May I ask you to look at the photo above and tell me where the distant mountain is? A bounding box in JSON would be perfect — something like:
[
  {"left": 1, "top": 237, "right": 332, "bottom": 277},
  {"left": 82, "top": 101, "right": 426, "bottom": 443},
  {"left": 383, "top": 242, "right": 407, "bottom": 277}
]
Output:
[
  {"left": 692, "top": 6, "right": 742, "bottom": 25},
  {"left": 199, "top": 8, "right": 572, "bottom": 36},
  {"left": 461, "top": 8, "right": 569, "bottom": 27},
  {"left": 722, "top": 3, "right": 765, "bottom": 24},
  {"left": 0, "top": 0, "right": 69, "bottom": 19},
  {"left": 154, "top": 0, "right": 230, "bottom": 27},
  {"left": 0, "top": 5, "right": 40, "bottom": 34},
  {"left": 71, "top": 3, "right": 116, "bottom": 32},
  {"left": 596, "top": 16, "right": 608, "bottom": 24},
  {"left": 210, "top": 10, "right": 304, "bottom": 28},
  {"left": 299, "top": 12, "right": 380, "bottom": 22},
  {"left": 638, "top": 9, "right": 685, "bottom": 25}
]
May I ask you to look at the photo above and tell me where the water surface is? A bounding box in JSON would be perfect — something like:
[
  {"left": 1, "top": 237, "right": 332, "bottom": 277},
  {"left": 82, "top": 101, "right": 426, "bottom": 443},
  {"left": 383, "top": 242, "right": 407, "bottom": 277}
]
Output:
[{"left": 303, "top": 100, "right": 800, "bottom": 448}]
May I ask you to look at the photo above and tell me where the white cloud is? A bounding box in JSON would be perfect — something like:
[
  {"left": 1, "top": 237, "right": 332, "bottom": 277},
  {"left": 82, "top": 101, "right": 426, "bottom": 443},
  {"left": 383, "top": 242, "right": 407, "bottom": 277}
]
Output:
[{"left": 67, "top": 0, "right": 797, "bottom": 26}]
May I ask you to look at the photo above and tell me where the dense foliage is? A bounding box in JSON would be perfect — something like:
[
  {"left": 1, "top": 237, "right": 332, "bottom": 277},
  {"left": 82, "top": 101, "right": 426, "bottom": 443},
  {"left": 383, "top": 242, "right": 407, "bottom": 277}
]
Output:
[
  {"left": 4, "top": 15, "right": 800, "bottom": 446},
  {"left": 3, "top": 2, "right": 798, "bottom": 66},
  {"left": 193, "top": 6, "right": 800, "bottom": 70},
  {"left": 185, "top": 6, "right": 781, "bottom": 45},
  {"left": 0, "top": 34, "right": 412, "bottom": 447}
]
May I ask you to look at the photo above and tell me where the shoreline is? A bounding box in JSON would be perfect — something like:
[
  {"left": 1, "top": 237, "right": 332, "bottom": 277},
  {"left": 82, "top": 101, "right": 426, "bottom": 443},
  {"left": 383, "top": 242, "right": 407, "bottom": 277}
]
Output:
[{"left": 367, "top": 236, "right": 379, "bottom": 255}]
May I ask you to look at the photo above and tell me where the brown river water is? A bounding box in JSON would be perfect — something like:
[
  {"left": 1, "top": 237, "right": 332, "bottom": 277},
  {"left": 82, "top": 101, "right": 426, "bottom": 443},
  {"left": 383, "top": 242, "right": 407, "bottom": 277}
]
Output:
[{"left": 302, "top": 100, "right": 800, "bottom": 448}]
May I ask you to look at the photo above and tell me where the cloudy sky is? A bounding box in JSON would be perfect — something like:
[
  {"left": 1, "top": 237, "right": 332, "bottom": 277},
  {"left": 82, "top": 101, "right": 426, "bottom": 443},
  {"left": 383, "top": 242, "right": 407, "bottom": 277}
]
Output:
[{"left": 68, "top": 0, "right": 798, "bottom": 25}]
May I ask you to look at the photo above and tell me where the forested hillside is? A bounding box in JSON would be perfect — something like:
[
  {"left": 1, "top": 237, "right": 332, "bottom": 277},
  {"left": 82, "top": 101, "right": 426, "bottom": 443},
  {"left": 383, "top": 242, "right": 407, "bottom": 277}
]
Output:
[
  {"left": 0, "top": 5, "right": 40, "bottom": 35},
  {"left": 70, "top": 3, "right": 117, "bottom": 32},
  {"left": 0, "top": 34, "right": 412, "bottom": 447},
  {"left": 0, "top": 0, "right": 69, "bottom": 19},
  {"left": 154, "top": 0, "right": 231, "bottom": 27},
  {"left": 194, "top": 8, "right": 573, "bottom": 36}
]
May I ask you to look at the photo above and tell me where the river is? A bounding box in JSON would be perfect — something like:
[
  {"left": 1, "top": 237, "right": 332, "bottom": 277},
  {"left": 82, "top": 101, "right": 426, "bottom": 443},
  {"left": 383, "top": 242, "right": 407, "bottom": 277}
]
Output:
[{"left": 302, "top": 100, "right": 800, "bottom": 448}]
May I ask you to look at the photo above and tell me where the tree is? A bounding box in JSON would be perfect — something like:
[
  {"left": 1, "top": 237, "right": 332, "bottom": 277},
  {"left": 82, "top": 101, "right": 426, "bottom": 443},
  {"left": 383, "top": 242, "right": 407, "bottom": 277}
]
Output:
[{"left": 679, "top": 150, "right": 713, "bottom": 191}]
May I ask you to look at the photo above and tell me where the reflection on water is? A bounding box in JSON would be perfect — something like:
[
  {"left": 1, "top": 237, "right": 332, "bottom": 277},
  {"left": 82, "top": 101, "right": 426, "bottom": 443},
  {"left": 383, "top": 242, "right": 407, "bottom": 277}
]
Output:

---------------

### [THE TASK]
Gather up, from the records above, each line where the word "water" appears.

### [RESULT]
May I ask you to look at the photo above and tell me where the water surface is? A bounding box in JSON would be perfect — something like:
May I ask you to look at the photo above and tell me where the brown river water is? A bounding box in JSON would be perfect — something like:
May I ask you to look at the photo above and tell me where the reflection on water is? A bounding box in JSON would be perfect — something like:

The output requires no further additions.